Stored items from a collection:
* * *

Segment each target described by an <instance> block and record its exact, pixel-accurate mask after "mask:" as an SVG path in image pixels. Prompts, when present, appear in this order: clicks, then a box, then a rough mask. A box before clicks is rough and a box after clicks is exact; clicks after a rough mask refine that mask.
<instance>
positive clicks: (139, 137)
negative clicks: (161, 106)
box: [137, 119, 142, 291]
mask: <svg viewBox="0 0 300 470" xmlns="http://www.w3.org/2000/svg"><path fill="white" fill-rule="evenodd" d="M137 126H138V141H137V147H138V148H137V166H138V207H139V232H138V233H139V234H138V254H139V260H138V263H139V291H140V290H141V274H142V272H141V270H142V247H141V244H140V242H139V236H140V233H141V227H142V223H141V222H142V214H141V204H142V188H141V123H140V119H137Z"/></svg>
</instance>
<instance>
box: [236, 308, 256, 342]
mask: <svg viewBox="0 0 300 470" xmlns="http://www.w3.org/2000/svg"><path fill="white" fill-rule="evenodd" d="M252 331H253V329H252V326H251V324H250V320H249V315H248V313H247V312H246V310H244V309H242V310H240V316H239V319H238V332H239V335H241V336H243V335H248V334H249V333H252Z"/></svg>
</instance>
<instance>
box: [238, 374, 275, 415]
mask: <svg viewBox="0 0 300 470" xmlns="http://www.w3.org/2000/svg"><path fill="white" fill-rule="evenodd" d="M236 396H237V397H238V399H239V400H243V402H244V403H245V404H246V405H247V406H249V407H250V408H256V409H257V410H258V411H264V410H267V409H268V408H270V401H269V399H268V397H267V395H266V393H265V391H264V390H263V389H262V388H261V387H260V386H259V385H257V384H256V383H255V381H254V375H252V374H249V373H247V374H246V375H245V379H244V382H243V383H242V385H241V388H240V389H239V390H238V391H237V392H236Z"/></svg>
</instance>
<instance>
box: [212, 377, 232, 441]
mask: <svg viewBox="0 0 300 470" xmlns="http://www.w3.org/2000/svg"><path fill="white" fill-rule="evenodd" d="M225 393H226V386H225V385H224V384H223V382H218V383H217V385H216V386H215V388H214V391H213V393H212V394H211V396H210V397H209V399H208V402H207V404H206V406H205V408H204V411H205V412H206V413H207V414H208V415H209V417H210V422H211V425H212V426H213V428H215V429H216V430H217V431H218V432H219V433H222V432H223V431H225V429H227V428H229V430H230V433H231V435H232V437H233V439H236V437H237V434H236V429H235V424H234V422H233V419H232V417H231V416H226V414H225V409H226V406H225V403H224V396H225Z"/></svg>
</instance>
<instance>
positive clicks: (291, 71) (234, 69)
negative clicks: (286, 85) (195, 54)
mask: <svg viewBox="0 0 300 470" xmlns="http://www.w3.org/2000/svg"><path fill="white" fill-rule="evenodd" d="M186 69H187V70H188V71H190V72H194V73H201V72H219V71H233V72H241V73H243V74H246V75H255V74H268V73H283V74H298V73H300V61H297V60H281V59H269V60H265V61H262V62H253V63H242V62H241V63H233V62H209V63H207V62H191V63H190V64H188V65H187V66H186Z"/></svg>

* * *

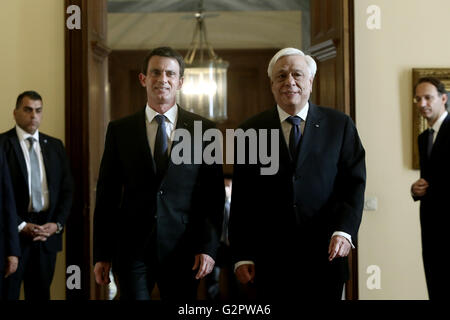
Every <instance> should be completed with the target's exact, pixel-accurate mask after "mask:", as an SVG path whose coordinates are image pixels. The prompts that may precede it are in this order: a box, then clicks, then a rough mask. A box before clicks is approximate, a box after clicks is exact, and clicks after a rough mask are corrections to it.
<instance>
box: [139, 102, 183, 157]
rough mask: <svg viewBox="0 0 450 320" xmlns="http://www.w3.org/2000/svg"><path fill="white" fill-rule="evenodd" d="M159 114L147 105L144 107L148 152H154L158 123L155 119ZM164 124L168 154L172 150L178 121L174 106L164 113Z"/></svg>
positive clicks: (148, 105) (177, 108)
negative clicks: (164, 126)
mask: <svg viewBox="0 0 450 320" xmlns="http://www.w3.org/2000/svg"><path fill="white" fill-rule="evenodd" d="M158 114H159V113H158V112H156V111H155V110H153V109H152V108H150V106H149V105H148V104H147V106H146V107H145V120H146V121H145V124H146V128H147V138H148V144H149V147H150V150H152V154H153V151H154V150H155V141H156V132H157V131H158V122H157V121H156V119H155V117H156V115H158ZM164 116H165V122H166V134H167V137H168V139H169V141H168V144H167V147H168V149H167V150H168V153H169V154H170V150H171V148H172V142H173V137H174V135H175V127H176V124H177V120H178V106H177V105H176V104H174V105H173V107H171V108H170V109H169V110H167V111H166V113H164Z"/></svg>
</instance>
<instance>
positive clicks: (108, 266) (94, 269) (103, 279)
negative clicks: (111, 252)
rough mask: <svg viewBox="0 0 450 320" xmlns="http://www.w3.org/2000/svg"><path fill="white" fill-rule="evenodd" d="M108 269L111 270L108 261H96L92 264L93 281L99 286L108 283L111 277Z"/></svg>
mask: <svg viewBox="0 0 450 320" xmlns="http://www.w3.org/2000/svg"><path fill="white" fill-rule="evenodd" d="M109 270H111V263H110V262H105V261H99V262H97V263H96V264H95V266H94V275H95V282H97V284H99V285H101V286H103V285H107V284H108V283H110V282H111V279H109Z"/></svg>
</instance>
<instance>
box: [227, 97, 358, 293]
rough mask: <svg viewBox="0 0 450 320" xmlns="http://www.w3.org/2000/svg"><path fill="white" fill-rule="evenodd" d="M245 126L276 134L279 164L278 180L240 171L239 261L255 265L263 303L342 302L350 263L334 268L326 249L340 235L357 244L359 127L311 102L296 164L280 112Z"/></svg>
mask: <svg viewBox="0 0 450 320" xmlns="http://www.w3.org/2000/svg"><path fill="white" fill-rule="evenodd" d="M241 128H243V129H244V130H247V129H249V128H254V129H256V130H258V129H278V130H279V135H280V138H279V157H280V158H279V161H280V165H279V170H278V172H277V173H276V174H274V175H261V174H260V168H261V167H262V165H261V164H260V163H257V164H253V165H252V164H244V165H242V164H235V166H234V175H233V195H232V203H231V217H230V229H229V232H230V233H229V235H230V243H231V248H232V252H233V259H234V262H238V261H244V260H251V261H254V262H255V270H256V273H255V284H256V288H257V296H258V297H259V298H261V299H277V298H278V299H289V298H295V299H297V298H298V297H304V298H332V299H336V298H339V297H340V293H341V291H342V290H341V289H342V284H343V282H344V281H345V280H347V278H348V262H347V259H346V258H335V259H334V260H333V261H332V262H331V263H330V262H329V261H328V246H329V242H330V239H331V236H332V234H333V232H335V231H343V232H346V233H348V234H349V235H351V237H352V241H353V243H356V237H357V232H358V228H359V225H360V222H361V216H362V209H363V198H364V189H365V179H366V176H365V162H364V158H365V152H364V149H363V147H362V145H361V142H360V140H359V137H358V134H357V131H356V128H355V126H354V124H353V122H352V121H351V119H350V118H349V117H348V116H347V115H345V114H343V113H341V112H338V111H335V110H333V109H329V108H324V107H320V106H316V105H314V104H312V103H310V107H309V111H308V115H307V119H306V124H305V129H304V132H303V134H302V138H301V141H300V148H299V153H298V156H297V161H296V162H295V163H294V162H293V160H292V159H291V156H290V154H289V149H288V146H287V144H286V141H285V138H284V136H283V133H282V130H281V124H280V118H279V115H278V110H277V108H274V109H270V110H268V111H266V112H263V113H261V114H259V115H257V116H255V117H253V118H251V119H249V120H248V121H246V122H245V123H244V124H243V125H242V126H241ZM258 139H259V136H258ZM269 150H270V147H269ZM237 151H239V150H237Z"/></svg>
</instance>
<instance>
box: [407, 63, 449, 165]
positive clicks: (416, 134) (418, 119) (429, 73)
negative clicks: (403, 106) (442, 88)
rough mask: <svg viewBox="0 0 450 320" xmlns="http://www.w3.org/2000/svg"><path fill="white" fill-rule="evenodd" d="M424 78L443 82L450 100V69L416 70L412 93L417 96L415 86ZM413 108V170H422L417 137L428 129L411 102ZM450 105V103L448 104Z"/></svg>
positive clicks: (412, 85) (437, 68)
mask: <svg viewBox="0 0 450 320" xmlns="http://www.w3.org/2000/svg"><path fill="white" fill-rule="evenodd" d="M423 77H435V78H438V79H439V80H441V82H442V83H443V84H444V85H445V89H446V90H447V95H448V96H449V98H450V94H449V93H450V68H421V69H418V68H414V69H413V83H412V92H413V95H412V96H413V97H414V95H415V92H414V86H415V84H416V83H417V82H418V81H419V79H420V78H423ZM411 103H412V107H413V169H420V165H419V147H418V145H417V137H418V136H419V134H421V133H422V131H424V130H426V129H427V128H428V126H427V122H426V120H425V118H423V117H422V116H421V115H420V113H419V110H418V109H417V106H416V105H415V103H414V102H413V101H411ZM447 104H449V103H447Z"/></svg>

* * *

▶ _Exercise description_:
Reproduce the listing from the line that has "Segment each target" through the line that has "box: [137, 119, 142, 291]", replacing every "clicks" with "points" and leaving everything else unchanged.

▶ _Output of the task_:
Segment each target described by an <instance> block and record its exact, pixel-accurate mask after "mask:" as an SVG path in image pixels. Prompts, when present, appear in this order: points, then a box, then a rough mask. A box before points is rough and a box after points is exact; points after a rough mask refine that mask.
<instance>
positive points: (139, 137)
negative points: (161, 106)
box: [137, 119, 142, 291]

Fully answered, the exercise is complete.